Tujuan Anda:
Hitung banyaknya baris dalam catatan di bawah ini yang memuat kata "gray". Tuliskan jumlahnya saja.

────────────────

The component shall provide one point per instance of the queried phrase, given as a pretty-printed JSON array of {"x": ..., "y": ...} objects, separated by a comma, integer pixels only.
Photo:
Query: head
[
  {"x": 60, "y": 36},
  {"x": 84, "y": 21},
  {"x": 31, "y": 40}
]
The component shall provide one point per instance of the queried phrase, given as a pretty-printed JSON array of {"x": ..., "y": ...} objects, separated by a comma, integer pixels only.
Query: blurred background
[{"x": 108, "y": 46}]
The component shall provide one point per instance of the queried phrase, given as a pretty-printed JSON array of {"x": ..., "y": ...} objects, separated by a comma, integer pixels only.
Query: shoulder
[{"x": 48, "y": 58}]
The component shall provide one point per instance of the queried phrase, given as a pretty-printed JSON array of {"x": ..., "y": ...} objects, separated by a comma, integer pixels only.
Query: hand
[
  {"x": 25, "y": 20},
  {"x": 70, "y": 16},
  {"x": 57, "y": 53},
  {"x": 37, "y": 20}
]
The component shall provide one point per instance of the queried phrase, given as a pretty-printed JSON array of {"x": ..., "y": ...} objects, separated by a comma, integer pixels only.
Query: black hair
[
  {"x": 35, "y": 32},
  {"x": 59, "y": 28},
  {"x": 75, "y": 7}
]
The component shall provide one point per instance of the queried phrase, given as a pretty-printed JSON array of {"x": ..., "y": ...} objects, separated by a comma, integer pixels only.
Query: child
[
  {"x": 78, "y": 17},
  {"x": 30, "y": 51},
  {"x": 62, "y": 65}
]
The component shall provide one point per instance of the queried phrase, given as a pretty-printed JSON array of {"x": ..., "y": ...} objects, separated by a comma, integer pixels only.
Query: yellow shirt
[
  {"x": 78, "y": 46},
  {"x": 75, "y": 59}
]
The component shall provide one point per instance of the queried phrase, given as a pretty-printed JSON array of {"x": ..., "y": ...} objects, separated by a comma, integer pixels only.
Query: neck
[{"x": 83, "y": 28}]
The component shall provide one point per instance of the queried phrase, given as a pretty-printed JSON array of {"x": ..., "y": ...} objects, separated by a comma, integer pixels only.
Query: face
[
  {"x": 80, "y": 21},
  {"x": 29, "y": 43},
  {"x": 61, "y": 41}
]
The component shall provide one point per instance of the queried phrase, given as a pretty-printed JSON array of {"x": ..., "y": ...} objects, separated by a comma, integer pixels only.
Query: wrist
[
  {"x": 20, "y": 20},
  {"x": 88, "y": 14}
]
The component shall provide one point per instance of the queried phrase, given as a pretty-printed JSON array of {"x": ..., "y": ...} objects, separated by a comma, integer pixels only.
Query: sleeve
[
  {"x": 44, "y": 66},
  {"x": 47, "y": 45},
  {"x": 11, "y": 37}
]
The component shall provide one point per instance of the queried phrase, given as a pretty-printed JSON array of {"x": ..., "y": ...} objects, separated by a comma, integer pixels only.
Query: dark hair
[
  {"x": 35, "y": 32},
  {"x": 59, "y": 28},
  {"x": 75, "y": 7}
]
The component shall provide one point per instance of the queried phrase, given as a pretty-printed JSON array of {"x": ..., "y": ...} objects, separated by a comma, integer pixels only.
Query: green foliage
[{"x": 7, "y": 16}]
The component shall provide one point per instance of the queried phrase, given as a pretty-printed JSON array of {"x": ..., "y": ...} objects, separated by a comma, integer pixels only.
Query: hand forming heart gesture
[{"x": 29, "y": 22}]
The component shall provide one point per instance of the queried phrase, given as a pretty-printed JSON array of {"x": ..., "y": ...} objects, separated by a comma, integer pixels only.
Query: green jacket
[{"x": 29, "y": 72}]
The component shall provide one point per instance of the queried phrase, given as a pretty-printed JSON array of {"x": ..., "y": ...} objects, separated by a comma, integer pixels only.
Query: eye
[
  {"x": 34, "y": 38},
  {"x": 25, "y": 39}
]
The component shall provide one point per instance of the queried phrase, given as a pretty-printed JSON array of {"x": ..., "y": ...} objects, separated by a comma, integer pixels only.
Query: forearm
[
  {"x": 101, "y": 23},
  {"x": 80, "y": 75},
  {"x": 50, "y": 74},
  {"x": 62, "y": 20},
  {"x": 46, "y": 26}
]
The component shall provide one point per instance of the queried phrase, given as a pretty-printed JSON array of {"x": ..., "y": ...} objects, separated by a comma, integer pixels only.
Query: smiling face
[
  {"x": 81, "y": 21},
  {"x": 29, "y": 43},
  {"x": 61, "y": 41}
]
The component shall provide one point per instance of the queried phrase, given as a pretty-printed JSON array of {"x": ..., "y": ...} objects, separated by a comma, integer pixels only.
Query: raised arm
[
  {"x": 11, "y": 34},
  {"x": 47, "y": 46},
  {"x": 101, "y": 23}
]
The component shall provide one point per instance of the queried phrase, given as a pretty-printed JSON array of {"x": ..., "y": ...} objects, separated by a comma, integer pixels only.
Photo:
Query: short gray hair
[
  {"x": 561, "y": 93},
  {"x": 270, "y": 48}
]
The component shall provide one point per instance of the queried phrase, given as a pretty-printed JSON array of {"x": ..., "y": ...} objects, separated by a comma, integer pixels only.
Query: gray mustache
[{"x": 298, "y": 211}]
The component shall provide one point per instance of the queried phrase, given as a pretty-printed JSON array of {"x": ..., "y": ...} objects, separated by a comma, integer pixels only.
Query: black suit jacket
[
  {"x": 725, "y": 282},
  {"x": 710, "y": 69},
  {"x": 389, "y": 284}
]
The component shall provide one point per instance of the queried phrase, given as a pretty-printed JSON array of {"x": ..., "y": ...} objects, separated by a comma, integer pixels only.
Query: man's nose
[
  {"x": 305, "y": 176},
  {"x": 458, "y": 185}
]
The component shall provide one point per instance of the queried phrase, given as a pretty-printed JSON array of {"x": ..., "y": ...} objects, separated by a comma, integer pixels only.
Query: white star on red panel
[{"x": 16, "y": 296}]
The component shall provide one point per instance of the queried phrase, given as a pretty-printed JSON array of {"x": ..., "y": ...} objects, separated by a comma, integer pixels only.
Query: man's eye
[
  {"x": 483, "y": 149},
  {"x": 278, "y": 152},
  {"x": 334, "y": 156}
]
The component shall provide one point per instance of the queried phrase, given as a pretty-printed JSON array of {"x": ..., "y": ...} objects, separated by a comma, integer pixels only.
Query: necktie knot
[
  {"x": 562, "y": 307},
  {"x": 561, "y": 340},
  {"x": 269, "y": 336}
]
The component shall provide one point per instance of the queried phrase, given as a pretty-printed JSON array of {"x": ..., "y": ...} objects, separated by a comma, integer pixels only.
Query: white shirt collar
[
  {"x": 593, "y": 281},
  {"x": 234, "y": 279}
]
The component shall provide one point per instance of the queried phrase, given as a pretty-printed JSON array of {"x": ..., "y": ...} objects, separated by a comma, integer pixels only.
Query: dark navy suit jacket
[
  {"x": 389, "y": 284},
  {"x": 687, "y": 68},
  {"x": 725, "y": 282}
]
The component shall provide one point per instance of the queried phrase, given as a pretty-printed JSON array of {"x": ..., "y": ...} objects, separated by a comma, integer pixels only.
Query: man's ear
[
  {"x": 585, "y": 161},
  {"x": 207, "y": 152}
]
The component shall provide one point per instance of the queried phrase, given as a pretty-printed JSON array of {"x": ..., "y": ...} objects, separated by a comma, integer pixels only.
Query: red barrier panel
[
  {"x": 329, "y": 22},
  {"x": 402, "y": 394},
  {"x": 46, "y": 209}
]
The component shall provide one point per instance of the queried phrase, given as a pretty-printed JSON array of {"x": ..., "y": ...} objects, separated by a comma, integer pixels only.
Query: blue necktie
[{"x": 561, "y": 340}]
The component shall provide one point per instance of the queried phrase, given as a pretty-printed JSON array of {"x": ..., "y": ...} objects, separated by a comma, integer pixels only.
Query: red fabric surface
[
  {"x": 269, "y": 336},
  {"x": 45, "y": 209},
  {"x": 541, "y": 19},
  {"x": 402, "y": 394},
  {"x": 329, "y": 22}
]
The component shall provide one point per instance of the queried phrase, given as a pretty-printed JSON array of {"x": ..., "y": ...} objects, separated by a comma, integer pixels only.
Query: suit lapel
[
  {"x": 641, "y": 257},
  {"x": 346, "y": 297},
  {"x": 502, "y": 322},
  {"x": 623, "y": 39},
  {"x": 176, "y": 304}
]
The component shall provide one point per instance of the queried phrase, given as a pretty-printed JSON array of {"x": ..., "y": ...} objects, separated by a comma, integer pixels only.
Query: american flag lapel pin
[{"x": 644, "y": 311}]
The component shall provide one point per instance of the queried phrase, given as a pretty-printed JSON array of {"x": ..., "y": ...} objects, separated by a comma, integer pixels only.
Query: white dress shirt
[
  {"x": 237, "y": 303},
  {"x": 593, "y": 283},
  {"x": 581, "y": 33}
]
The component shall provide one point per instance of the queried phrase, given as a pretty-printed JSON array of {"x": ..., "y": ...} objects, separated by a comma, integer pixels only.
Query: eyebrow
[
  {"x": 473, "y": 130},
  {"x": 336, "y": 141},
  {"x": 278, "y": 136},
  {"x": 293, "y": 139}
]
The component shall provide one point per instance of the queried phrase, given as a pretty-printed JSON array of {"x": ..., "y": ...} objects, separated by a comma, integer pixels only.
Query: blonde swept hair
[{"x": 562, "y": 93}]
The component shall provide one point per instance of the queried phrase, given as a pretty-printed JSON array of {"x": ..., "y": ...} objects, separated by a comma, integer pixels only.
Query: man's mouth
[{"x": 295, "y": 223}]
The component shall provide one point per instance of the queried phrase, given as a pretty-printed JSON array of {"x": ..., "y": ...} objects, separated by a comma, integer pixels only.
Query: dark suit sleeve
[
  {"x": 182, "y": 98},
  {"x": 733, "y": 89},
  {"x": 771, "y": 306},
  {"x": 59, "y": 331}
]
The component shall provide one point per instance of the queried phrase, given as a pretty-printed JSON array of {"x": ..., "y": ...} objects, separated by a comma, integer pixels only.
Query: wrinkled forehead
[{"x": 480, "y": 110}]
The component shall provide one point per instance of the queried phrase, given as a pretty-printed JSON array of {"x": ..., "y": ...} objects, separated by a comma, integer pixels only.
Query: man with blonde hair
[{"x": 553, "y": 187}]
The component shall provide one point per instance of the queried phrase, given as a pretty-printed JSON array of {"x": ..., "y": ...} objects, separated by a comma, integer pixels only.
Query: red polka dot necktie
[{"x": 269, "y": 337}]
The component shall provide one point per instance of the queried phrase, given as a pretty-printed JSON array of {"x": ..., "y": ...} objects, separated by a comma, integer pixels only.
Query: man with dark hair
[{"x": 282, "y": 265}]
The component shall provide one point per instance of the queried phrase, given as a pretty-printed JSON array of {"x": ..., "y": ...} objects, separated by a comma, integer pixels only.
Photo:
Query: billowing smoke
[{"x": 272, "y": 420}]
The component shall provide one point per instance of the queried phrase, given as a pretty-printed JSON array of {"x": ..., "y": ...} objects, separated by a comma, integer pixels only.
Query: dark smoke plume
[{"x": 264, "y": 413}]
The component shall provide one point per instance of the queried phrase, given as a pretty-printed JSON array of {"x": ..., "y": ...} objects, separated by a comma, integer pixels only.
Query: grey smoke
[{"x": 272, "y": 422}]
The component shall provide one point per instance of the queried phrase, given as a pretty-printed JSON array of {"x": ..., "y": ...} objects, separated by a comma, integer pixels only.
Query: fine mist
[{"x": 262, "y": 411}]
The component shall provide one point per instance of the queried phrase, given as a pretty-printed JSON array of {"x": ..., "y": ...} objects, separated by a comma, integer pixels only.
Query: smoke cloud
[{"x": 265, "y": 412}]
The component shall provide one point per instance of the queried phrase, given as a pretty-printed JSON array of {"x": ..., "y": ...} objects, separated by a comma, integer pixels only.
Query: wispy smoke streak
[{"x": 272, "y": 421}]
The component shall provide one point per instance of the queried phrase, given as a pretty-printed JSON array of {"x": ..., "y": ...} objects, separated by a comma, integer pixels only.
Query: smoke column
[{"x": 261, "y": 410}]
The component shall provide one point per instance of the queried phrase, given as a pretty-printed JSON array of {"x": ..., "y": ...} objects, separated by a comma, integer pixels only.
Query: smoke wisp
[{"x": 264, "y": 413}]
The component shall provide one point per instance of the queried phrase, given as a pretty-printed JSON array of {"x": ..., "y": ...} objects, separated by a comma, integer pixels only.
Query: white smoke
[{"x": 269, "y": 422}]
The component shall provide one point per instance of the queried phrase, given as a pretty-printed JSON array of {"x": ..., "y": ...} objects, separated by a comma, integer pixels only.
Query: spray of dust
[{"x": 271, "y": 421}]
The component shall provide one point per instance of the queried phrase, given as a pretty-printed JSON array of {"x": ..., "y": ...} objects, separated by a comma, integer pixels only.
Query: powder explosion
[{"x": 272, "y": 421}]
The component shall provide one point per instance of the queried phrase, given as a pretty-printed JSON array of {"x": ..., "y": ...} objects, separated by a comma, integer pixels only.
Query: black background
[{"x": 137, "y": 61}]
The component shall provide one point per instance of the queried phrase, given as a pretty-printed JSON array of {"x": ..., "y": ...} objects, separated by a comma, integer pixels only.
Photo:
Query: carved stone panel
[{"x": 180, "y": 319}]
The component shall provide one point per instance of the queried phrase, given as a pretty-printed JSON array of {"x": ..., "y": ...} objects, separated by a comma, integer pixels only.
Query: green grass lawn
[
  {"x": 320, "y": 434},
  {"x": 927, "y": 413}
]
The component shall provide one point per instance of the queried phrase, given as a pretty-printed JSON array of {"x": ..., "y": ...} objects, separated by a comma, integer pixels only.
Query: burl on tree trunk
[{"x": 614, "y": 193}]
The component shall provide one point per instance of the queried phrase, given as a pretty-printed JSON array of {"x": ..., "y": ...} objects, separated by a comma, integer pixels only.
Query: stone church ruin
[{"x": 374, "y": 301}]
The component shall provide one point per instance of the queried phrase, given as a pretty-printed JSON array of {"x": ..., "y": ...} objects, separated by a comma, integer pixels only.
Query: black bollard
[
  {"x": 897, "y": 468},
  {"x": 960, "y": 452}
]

────────────────

Jawaban Akhir:
2